Please print every record below exactly as it appears, but leave out the pictures.
+---+
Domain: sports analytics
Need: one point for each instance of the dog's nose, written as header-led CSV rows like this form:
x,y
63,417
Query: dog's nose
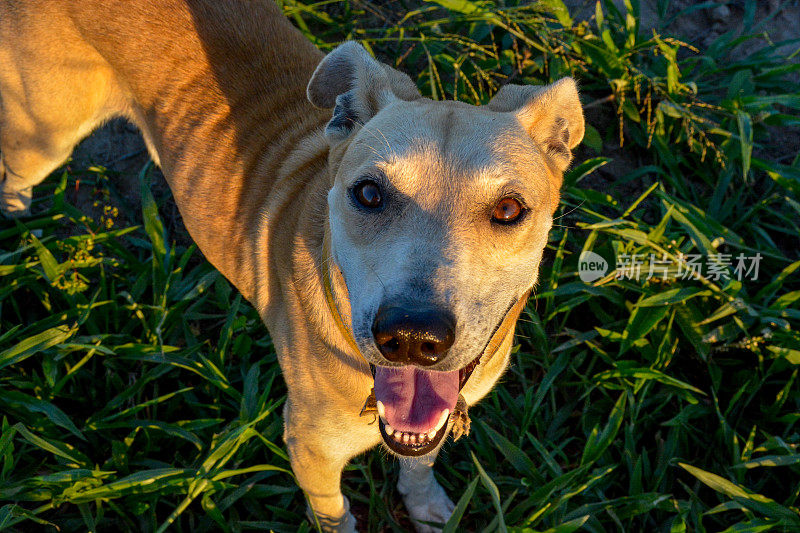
x,y
413,337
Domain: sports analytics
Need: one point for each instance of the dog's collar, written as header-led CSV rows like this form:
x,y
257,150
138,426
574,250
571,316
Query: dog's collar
x,y
496,340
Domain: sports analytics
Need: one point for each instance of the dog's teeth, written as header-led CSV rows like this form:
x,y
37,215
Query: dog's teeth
x,y
442,420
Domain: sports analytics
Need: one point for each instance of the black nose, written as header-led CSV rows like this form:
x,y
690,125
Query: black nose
x,y
413,337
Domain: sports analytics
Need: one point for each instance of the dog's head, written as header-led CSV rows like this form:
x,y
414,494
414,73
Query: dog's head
x,y
439,213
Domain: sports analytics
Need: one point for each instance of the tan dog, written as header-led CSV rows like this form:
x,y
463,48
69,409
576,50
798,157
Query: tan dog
x,y
396,235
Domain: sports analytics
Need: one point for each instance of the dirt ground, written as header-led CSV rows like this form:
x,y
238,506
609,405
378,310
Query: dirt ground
x,y
119,147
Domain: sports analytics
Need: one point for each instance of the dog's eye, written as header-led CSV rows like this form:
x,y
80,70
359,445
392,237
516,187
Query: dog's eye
x,y
368,194
507,211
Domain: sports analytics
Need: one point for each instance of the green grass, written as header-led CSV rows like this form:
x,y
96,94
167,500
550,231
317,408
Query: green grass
x,y
138,392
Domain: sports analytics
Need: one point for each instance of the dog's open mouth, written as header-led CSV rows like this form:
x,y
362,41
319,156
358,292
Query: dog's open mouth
x,y
415,405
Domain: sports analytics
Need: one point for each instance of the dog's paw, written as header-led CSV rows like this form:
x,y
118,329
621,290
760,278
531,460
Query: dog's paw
x,y
429,505
343,524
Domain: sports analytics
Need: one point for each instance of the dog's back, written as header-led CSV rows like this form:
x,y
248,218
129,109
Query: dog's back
x,y
213,85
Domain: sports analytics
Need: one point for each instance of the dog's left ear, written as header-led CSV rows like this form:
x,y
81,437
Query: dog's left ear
x,y
551,114
357,87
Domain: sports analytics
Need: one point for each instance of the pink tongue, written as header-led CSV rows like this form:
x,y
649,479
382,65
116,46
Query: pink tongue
x,y
414,399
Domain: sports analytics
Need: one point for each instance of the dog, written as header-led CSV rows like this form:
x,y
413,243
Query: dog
x,y
388,241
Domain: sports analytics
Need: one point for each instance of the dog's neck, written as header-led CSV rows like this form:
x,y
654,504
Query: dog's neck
x,y
230,99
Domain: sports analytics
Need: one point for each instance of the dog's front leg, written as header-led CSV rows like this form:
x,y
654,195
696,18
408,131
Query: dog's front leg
x,y
320,442
425,499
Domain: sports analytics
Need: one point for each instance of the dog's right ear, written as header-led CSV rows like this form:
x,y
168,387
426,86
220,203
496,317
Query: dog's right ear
x,y
357,87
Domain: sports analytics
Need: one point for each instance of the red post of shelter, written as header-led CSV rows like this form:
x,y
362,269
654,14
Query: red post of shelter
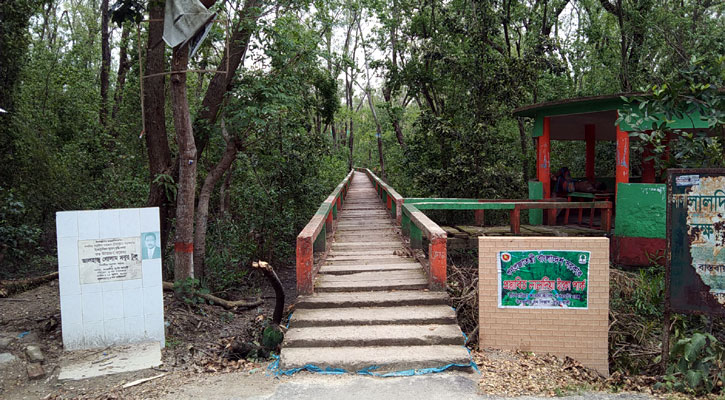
x,y
590,137
543,149
622,173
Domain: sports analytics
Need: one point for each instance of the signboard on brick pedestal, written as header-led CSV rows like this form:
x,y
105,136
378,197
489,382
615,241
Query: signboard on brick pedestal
x,y
109,267
543,278
546,295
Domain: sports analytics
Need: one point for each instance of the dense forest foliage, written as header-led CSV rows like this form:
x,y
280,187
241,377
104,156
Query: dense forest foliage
x,y
283,97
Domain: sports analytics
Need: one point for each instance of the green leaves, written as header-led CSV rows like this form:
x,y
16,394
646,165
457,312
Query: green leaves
x,y
696,364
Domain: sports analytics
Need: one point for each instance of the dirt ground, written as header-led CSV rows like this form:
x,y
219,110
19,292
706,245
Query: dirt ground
x,y
201,339
200,353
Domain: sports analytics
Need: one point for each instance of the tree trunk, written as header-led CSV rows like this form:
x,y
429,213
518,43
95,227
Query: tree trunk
x,y
394,118
221,83
183,243
105,63
334,135
224,195
123,67
378,133
524,150
202,209
154,114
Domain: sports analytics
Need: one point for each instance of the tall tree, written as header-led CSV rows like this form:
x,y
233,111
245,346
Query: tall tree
x,y
184,239
161,169
105,62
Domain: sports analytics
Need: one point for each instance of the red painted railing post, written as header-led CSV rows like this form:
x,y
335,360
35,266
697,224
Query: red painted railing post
x,y
437,257
304,265
606,219
516,220
399,210
328,221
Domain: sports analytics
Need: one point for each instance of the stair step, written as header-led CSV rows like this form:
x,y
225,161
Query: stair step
x,y
366,230
366,245
385,358
398,284
334,254
366,260
352,269
373,276
372,299
375,335
403,315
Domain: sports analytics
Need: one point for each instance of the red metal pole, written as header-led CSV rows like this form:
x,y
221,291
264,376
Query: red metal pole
x,y
437,256
622,175
516,221
479,215
648,166
304,265
590,137
328,221
543,168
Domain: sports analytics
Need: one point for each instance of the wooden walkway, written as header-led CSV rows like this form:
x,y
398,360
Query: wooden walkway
x,y
371,306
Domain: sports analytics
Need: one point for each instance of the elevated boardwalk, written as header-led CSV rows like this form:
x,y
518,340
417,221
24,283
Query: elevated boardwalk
x,y
371,305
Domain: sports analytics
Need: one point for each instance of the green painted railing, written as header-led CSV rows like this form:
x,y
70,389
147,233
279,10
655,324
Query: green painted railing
x,y
314,236
393,200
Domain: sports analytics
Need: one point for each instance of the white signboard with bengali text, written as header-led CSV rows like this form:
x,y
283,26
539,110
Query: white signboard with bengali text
x,y
104,260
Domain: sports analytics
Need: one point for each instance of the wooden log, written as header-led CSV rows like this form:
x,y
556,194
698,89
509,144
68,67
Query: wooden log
x,y
227,304
10,287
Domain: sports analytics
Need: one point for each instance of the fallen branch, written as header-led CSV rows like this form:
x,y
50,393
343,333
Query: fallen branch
x,y
227,304
11,287
278,289
140,381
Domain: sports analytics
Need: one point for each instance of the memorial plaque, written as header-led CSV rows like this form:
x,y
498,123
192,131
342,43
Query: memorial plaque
x,y
104,260
110,277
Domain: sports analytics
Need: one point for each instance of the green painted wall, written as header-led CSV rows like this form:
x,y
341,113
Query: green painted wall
x,y
641,210
536,192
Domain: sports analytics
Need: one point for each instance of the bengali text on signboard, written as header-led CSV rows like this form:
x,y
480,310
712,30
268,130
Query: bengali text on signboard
x,y
697,267
104,260
543,279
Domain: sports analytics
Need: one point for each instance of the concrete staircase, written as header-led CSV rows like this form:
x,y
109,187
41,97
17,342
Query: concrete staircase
x,y
371,306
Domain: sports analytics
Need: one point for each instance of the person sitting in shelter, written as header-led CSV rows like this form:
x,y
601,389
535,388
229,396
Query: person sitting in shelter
x,y
564,182
588,186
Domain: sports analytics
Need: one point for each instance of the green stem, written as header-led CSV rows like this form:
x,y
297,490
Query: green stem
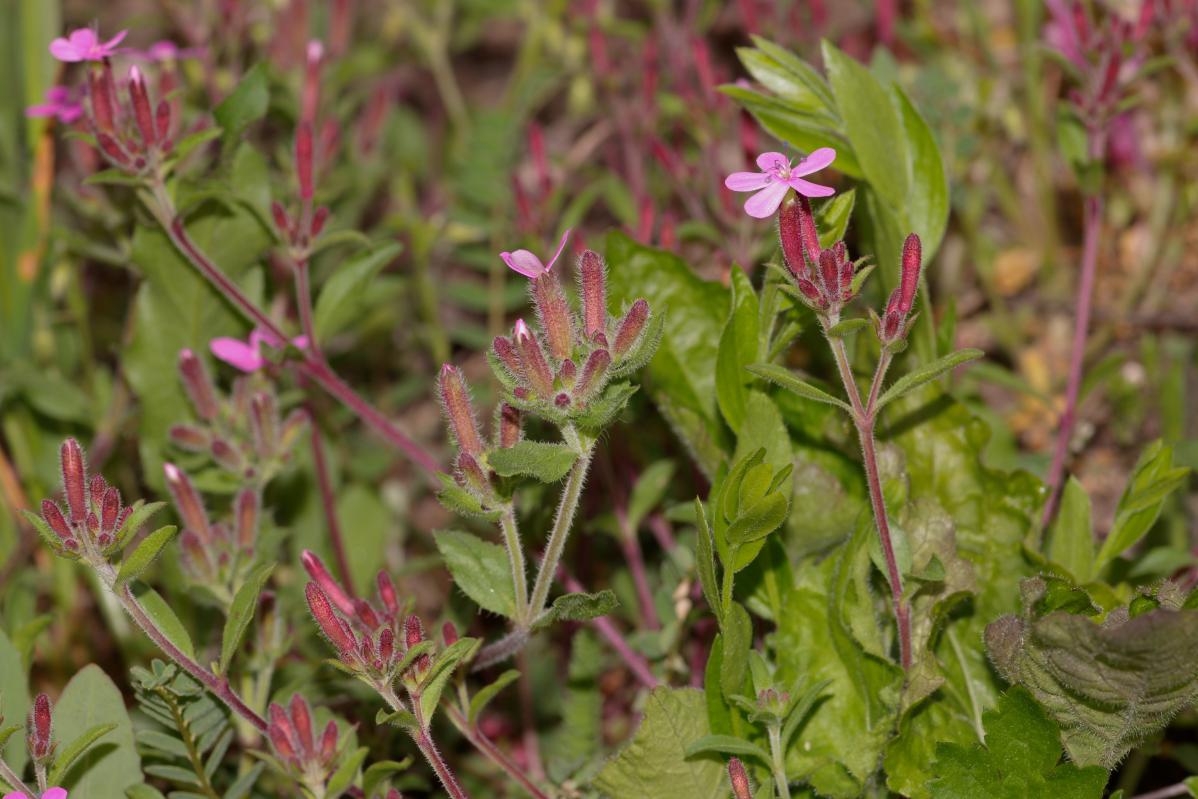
x,y
566,510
+---+
**Reply:**
Domain: sports analytics
Need: one point for each instance of the dog's nose, written as header-led CSV rows like this form:
x,y
63,417
Query: dog's nose
x,y
413,337
Domain: sports analytics
Need: one point for each instance of the dog's collar, written as header-led CSV rows like this form:
x,y
257,150
138,426
574,250
571,316
Query: dog's collar
x,y
496,340
Domain: sports analytics
Need: one point for each instance of the dog's teeth, written as header-led CSV rows like this form:
x,y
37,215
Query: dog's teeth
x,y
442,420
Domain: sports analytics
Need: one point for each instance of the black nose, written as header-led CSV rows like this form:
x,y
690,125
Query: black nose
x,y
413,337
Domain: sports analytics
Need: one point for each instance of the dog's head, written as header-led CSV rows like this form:
x,y
414,494
414,73
Query: dog's head
x,y
439,213
Domain: sports analytics
Need: one point for each instance of the tan dog, written as header-led CSV rows like this form:
x,y
463,48
69,409
576,50
798,157
Query: tan dog
x,y
396,235
Domain: sports analytics
Need: one point for each instance of the dirt ground, written as header-led CSV rows like this form:
x,y
238,506
609,405
378,310
Query: dirt ground
x,y
119,147
Domain: sports analytics
Need: one point for each instance of the dog's eye, written as header-led CSV rows like this form:
x,y
80,70
359,445
392,237
516,187
Query: dog's eye
x,y
368,194
507,211
Domain: sports analytics
Need: one point for each instance of the green grass, written as header-led CSV rows like this form:
x,y
96,94
167,500
550,231
317,408
Query: green grass
x,y
138,392
Domain: sports analytics
Need: one point for each instance of the dog's open mouth, written as header-led CSV rows like this form:
x,y
362,41
319,156
358,292
Query: dog's open mouth
x,y
415,405
Domain: sports analytics
Need: one point for each instance of the dog's paw, written as header-led CSV rows like this form:
x,y
118,329
621,290
760,278
531,460
Query: dog's paw
x,y
429,505
343,524
Domain: sports analytics
Need: one point for each instance of the dog's back, written as header-led CSV rows like this form:
x,y
248,218
129,109
Query: dog's back
x,y
213,85
Domain: sports analytics
Need: one point for each instance of the dog's left ear, written as header-led CSV rows like this form:
x,y
81,437
Query: dog's left ear
x,y
551,114
357,87
Domain: sports analytics
Need: one point for each instance of the pink tongue, written as header-led CSV rows like this form:
x,y
649,479
382,65
116,46
Query: pink tongue
x,y
414,399
Domain: sports analytics
Need: one point for each instance of the dog, written as header-led CSV rows like this form:
x,y
413,243
Query: dog
x,y
388,241
Domain: sports analytics
Need: one point for each instance of the dog's neck, written as header-led CSV rows like this form:
x,y
654,504
Query: dog's neck
x,y
230,99
Domain: sports analytics
Need: one point for each instance of the dog's front leg, written as header-led CSV rows like this form:
x,y
654,195
696,18
408,131
Query: dog's front leg
x,y
320,442
425,499
Domain: sports analytics
Need: one point for each instance of the dog's right ear, written as header-led CSV rows like this form:
x,y
168,387
426,86
220,203
496,317
Query: dog's right ear
x,y
357,87
Domain: sports analytics
Need: one point for each instance of the red post of shelter, written as header-led CSV rows like this form:
x,y
362,269
654,14
Query: red post of shelter
x,y
590,137
543,149
622,173
Domain: sports analytics
Need: one point for each instance of the signboard on brick pedestal, written as header-led CSV rows like this form:
x,y
105,136
378,197
489,382
615,241
Query: signboard on brick pedestal
x,y
109,267
543,278
546,295
Domain: sports analytics
Need: one point for each instance of the dense forest foliage, written as header-led CSV rows like this form:
x,y
280,187
241,377
104,156
Query: dense forest foliage
x,y
283,97
Domain: sports analytics
Need: one point for each instance of the green leaves, written as header-led CSV rows like this form:
x,y
16,394
646,165
457,312
Query: green leaves
x,y
696,364
Domain: sports analytics
Need: one point for each instance of the dirt ground, written as header-led CSV rows like this form:
x,y
219,110
19,292
706,245
Query: dirt ground
x,y
201,339
200,353
Domain: sports analytics
Need: one point for each instance of the tree trunk, written as header-led CSV rows like this form:
x,y
429,213
518,43
95,227
Query: tree trunk
x,y
394,118
221,83
183,243
105,63
334,135
224,195
123,67
378,133
524,150
202,209
154,114
Domain: sports analytics
Need: one point for each instance of the tall tree, written as header-led CSV rows like this form:
x,y
233,111
245,346
Query: tall tree
x,y
184,239
161,169
105,62
Domain: sports analytics
Need: one point for each instance of the red painted railing post, written as header-led CSV rows like this form:
x,y
335,360
35,266
697,224
Query: red painted railing post
x,y
437,257
304,265
606,219
516,220
399,210
328,221
Domain: sports analytics
Need: one point for each instance of the stair step, written as header-led CSV rows like this form:
x,y
225,161
Query: stair step
x,y
366,230
366,245
385,358
398,284
334,254
366,260
352,269
373,276
372,299
375,335
403,315
Domain: sports analytics
Need: one point for each instance of the red metal pole, written as header-led CSV rows like this form:
x,y
221,291
264,376
Query: red metal pole
x,y
437,256
622,175
516,221
479,215
648,166
304,265
590,137
328,221
543,168
Domain: sports analytics
Need: one point for each instance of the wooden walkway, written as header-led CSV rows like this form:
x,y
398,360
Query: wooden walkway
x,y
371,306
Domain: sports analytics
Need: one point for each instance of the elevated boardwalk, written as header-led CSV rows like this form:
x,y
518,340
417,221
24,283
Query: elevated boardwalk
x,y
371,305
Domain: sports analytics
Need: one point for each instance of the green painted railing, written as header-led CSV rows like this form:
x,y
70,389
147,233
279,10
655,324
Query: green painted railing
x,y
314,236
393,200
Domain: sports analytics
Need: one point for each instance of the white signboard with bengali text, written as header-led CSV rows like this form:
x,y
283,26
539,110
Query: white signboard with bengali text
x,y
104,260
Domain: sports analytics
Need: one point for each instance of the wooden log, written as header-led CSV rows like this form:
x,y
556,194
698,89
509,144
68,67
Query: wooden log
x,y
227,304
10,287
Domain: sports analytics
Need: one point for each instance of the fallen branch, written as header-led CSV rows like this form:
x,y
50,393
343,333
Query: fallen branch
x,y
227,304
11,287
278,289
140,381
Domain: sports analytics
Need: one point for each instance of the memorial plaque, written as header-led CSV rows like this form:
x,y
498,123
192,131
342,43
Query: memorial plaque
x,y
104,260
110,277
Domain: sports analytics
Need: one point for each instance of the green painted wall, written as header-led CSV rows like this form:
x,y
341,113
Query: green painted wall
x,y
641,210
536,192
Domain: sports analytics
Need: one point for each instance of the bengali text on signboard, written as header-led CSV rows like this form:
x,y
480,310
712,30
268,130
Query: bengali text on signboard
x,y
697,267
104,260
543,279
Domain: sports analytics
Need: one point for each instance of the concrete staircase, written as header-led CSV rows like this form:
x,y
109,187
41,97
17,342
Query: concrete staircase
x,y
371,306
Domain: sports analytics
Need: one point for each instance of the person sitting in shelter, written as header-led CSV rows like this form:
x,y
601,389
535,388
229,396
Query: person sitting in shelter
x,y
564,182
588,186
Domain: sports analytics
Need: one point for each instance of the green stem, written as header-led CSV rows like this form:
x,y
297,490
Query: green stem
x,y
566,510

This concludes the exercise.